» Task statement
In the data below, rewrite the stretch from the line containing "Please tag the blonde" through the end as a numbered list, leaving out any blank lines.

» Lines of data
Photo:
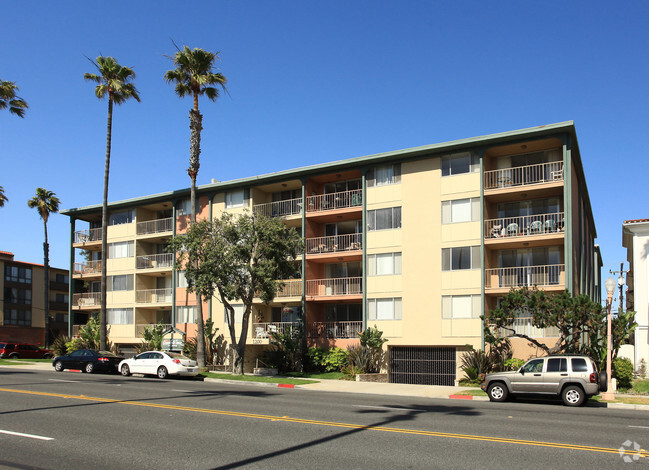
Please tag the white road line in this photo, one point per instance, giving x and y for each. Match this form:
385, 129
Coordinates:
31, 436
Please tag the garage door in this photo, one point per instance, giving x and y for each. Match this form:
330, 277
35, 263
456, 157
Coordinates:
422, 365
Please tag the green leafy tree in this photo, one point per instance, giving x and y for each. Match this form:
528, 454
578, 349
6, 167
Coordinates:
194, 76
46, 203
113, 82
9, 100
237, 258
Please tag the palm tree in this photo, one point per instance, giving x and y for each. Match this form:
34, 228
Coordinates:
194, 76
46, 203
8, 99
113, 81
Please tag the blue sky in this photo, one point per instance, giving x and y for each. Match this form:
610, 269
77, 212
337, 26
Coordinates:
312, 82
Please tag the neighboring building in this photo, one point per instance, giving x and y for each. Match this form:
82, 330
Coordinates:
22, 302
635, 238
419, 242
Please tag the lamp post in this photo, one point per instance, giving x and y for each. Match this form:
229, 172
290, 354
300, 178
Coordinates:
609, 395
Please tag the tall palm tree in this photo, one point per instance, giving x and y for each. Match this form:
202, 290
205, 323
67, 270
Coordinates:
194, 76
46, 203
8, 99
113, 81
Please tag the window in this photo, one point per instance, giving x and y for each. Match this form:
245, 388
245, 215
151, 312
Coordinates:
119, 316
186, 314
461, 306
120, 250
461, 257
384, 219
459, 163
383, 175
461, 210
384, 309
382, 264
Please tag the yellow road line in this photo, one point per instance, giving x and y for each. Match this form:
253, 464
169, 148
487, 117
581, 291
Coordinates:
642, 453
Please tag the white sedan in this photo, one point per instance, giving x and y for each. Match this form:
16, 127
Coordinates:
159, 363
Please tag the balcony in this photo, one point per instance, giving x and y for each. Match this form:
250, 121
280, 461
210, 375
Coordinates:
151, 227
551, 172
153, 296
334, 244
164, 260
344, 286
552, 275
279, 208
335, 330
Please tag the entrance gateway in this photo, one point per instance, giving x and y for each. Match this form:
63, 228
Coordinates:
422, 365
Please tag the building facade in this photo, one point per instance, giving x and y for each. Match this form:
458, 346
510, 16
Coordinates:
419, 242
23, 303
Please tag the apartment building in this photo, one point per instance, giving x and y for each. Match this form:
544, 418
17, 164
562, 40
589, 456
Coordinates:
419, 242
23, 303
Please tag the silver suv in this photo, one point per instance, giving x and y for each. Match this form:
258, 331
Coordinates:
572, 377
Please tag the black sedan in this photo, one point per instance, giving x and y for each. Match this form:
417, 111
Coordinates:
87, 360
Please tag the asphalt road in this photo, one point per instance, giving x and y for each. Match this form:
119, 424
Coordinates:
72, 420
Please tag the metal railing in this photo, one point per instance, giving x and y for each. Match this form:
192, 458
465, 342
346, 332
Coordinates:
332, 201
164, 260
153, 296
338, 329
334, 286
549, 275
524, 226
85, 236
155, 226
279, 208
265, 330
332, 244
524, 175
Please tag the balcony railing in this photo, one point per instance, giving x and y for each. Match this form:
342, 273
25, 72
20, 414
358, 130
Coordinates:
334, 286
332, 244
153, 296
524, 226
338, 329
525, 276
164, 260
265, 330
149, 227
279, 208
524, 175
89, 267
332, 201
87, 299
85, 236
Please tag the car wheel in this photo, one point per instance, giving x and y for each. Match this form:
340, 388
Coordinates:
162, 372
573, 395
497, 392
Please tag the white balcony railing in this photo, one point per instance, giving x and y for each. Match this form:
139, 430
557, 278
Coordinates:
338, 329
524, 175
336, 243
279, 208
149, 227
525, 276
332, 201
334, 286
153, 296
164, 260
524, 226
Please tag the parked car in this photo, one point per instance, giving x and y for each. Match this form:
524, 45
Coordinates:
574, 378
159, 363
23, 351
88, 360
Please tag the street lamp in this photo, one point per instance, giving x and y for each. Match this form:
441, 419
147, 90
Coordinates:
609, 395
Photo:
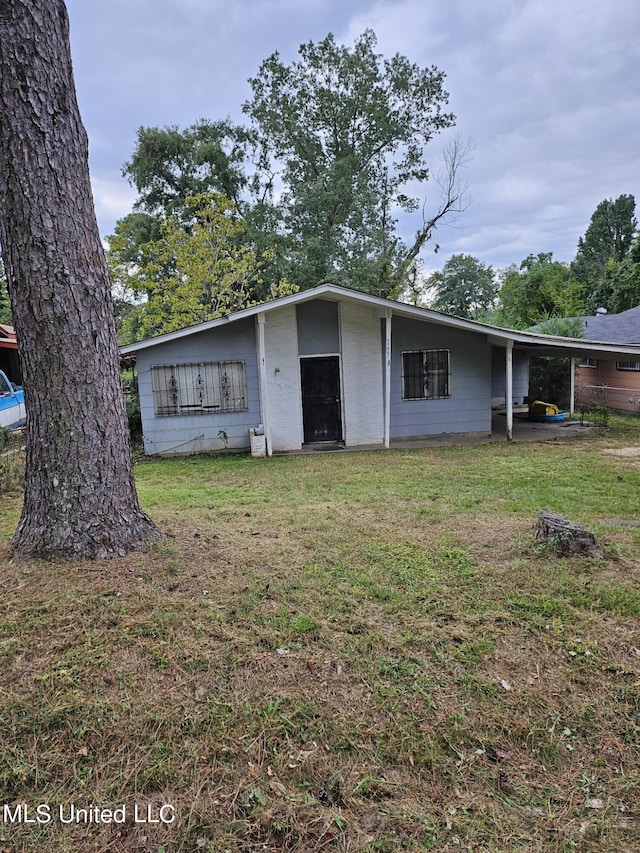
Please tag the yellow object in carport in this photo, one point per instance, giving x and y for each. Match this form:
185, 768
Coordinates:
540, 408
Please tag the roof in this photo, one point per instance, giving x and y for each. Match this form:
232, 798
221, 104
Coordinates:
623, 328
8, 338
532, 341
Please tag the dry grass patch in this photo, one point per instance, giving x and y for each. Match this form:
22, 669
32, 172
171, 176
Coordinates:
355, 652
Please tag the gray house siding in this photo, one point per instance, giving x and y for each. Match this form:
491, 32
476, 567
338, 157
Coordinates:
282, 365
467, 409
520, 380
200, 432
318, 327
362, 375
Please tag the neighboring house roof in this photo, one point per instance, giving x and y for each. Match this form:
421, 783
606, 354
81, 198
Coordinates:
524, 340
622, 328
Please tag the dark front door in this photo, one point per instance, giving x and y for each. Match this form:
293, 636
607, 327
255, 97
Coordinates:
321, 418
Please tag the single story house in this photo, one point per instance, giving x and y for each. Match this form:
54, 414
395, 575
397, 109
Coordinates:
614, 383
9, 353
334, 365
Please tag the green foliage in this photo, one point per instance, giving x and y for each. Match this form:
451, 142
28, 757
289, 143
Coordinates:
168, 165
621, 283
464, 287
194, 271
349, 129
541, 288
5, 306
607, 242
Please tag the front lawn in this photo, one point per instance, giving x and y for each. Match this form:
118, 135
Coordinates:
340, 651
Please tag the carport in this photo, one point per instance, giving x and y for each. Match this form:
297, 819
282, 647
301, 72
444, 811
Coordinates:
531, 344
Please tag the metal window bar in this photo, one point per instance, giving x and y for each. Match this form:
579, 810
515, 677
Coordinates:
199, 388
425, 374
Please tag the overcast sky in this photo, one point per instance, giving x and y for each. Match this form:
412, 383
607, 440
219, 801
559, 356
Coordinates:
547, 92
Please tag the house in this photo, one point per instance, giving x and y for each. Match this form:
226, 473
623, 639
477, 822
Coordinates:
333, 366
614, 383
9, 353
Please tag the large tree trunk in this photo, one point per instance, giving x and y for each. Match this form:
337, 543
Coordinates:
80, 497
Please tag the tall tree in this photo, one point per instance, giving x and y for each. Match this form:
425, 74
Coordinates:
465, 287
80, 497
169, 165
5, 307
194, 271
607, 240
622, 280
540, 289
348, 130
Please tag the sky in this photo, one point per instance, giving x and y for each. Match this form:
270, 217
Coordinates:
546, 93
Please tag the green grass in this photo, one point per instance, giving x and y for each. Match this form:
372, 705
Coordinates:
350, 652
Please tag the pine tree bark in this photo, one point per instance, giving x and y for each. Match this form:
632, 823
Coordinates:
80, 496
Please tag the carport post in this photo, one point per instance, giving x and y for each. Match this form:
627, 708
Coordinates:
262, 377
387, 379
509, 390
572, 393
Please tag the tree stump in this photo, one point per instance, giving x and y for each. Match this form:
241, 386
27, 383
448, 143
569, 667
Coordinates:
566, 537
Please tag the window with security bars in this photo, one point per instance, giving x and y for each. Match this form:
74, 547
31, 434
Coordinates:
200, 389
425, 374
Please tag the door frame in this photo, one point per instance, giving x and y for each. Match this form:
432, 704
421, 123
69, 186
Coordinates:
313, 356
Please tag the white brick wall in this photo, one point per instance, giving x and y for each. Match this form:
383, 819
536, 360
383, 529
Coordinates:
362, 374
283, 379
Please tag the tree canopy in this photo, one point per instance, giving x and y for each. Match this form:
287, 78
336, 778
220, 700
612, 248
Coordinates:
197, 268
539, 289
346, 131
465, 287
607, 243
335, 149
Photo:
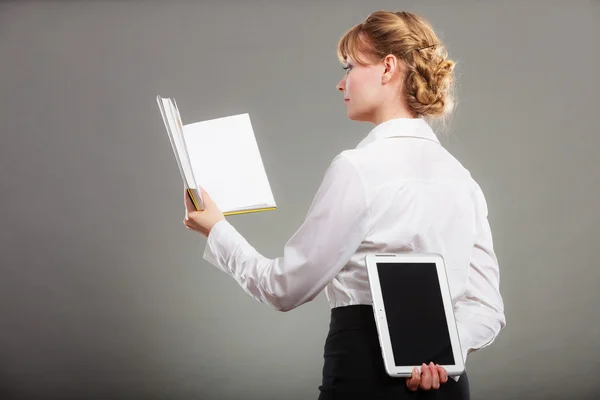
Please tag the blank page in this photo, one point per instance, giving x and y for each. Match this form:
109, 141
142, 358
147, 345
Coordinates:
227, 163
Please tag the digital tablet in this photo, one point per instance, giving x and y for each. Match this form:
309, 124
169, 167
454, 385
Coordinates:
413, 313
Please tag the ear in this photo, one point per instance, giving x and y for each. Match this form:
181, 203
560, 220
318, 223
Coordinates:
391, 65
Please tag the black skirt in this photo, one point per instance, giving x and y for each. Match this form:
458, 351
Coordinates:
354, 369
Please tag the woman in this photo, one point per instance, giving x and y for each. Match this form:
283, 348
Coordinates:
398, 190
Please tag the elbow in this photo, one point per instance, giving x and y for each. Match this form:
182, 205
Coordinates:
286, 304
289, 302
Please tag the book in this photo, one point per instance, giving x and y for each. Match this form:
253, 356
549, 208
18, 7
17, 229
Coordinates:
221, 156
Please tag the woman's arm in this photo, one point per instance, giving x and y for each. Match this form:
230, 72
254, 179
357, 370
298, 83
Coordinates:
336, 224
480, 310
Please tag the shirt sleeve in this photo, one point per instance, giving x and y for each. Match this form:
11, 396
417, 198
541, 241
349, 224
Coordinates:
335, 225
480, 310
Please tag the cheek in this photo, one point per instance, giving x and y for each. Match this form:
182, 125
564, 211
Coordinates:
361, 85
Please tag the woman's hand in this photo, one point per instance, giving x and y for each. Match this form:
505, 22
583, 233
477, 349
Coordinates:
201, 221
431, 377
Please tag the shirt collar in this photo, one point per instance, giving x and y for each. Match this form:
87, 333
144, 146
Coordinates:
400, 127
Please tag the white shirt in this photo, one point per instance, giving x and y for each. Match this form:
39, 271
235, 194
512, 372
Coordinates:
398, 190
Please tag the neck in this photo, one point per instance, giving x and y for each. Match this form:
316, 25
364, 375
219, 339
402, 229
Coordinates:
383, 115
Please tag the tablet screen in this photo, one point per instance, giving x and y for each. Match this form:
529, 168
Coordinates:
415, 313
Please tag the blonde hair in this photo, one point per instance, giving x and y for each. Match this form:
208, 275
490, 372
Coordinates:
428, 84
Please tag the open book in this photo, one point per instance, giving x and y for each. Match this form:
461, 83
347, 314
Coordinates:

» Expected answer
1. Please tag the blonde hair in this photo, one point per instance, giving x and y for each. Match this form:
2. 208, 275
3. 490, 372
4. Coordinates:
5. 428, 84
6. Please tag the open book in this photo, one point per instance, giving x and y for each. Match this form:
7. 461, 83
8. 347, 314
9. Coordinates:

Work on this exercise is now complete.